** Task details **
Every line in the records below that holds "cheek" must be identified and copied.

***

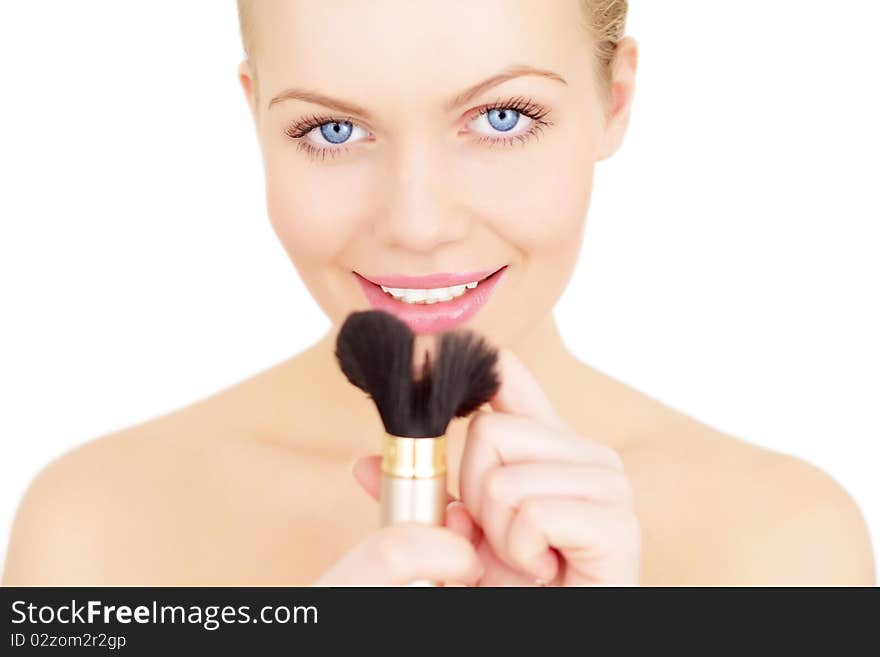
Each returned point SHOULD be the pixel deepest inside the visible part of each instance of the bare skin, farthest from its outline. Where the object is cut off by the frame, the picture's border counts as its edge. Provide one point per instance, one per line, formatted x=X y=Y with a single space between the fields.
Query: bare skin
x=254 y=485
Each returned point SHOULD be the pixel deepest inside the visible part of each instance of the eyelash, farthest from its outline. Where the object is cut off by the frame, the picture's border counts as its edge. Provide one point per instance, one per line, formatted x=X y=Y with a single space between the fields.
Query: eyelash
x=525 y=106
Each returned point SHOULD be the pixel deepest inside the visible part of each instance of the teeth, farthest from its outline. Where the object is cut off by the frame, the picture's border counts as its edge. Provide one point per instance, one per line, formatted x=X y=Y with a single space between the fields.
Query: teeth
x=428 y=296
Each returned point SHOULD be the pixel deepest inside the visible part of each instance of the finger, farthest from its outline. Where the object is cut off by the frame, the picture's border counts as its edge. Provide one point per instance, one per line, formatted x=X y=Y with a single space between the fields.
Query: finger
x=505 y=488
x=367 y=471
x=520 y=394
x=403 y=553
x=459 y=520
x=497 y=439
x=600 y=543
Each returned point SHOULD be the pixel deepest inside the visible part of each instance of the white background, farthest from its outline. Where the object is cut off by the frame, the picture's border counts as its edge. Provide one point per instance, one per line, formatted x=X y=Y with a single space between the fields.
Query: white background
x=730 y=266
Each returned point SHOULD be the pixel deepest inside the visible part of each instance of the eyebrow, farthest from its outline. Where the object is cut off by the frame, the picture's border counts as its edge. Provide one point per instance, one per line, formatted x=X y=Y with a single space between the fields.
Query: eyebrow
x=462 y=98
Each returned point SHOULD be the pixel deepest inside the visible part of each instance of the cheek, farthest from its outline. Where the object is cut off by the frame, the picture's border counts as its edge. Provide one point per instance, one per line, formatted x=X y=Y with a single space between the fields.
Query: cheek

***

** Output **
Each returned point SHOULD be the pixel deepest inside the visible part of each instance of the cheek, farthest from its outline. Where the object is cut off by the frame, the picture's border counts as its edge. Provide one point per instance, one per line, formatted x=X y=Y with a single space between the fields.
Query: cheek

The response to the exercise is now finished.